## Directions
Please could you give again the lines from the one holding "Where can the narrow" through the final line of the data below, exactly, with no other lines?

Extracted data entries
^^^^

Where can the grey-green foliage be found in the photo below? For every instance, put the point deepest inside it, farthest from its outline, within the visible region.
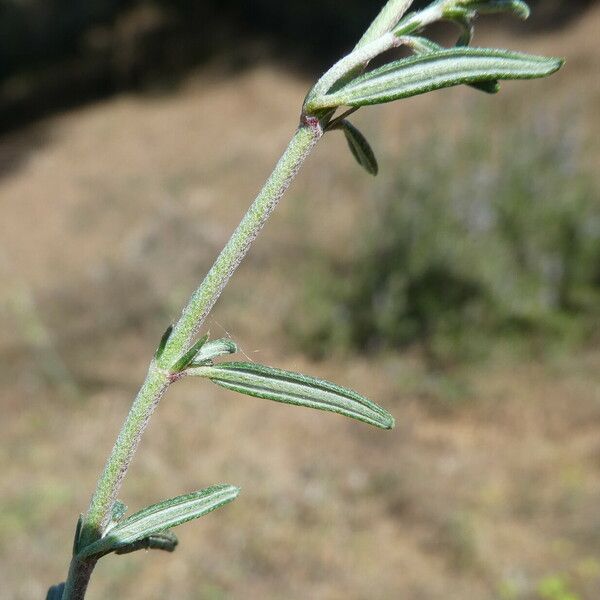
(470, 240)
(435, 70)
(181, 352)
(288, 387)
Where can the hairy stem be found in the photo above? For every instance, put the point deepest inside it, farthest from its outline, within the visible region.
(203, 299)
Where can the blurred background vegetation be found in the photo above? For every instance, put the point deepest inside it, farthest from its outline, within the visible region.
(58, 53)
(460, 289)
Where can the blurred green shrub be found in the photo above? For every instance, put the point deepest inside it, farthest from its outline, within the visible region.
(471, 239)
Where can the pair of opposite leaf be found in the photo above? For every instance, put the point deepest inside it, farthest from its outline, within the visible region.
(431, 67)
(149, 528)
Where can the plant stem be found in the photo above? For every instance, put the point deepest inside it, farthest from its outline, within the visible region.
(203, 299)
(159, 375)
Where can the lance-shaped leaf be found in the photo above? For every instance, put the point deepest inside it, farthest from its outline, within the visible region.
(445, 68)
(160, 517)
(517, 7)
(293, 388)
(165, 541)
(56, 592)
(360, 148)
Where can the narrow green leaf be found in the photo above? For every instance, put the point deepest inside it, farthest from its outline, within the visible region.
(56, 592)
(160, 517)
(517, 7)
(445, 68)
(118, 511)
(360, 148)
(166, 541)
(421, 45)
(214, 349)
(163, 342)
(186, 360)
(293, 388)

^^^^

## Result of this exercise
Where can the narrow green leaf be found in the photo above? For every instance, put the point deepest inside it, farthest from its outline, within the visible region.
(56, 592)
(160, 517)
(517, 7)
(445, 68)
(118, 511)
(360, 148)
(166, 541)
(421, 45)
(214, 349)
(163, 342)
(186, 360)
(293, 388)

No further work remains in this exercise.